> **Problem to solve**
Turn the entries below into a numbered list, from the line containing "of the hanging" down to the end of the entries, leaving out blank lines. Include nothing outside that stretch.
Start of Listing
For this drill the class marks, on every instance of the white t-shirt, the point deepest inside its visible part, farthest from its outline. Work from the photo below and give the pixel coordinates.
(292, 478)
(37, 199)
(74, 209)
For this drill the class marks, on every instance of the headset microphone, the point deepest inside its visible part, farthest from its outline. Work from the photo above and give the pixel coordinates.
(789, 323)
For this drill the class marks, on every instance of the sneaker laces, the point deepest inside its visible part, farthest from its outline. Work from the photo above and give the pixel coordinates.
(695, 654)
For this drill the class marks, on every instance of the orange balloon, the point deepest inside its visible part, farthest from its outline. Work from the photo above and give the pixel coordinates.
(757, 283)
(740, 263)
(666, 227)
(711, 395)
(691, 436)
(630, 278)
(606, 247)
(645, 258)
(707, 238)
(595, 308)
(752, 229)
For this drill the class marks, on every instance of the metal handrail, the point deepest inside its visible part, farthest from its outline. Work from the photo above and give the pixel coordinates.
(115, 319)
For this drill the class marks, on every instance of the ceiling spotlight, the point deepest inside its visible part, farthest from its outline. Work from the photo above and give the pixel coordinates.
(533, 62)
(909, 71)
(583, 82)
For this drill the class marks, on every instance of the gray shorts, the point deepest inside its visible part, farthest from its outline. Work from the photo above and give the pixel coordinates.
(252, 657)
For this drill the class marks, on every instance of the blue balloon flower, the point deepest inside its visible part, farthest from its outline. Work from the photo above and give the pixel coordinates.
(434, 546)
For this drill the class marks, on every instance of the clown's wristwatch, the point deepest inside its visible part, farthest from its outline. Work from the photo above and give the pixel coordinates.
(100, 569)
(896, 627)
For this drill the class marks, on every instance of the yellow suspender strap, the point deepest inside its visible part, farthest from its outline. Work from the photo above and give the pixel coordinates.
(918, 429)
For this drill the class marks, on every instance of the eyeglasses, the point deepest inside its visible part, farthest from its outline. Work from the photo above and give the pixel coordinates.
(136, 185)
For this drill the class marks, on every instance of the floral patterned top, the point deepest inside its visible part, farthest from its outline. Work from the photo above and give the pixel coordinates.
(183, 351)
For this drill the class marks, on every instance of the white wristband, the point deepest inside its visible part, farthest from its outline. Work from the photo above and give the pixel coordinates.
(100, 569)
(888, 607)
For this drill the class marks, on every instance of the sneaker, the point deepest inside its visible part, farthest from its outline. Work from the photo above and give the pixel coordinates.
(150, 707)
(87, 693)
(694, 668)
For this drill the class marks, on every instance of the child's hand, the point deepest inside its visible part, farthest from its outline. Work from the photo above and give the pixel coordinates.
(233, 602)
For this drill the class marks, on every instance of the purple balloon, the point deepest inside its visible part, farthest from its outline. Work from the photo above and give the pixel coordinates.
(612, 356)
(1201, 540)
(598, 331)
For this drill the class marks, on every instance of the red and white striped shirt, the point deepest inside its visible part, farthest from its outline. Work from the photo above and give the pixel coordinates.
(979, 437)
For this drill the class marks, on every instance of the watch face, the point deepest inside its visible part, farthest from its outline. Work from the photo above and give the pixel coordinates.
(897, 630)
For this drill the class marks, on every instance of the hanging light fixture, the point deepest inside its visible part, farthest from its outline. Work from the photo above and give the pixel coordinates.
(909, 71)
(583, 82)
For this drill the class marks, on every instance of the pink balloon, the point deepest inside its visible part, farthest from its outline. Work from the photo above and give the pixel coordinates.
End of Listing
> **Solved problem**
1. For this drill the class marks, on every instance of the hanging light fixture, the point deepest inside its visible part, farthest from its outline. Work from the photo above and give the pixel coordinates.
2. (909, 71)
3. (583, 82)
4. For this drill the class marks, on every instance of the pink balloon, the point deepest inside its visible part, farthest from its outline. Work from the photo above and give the pixel coordinates.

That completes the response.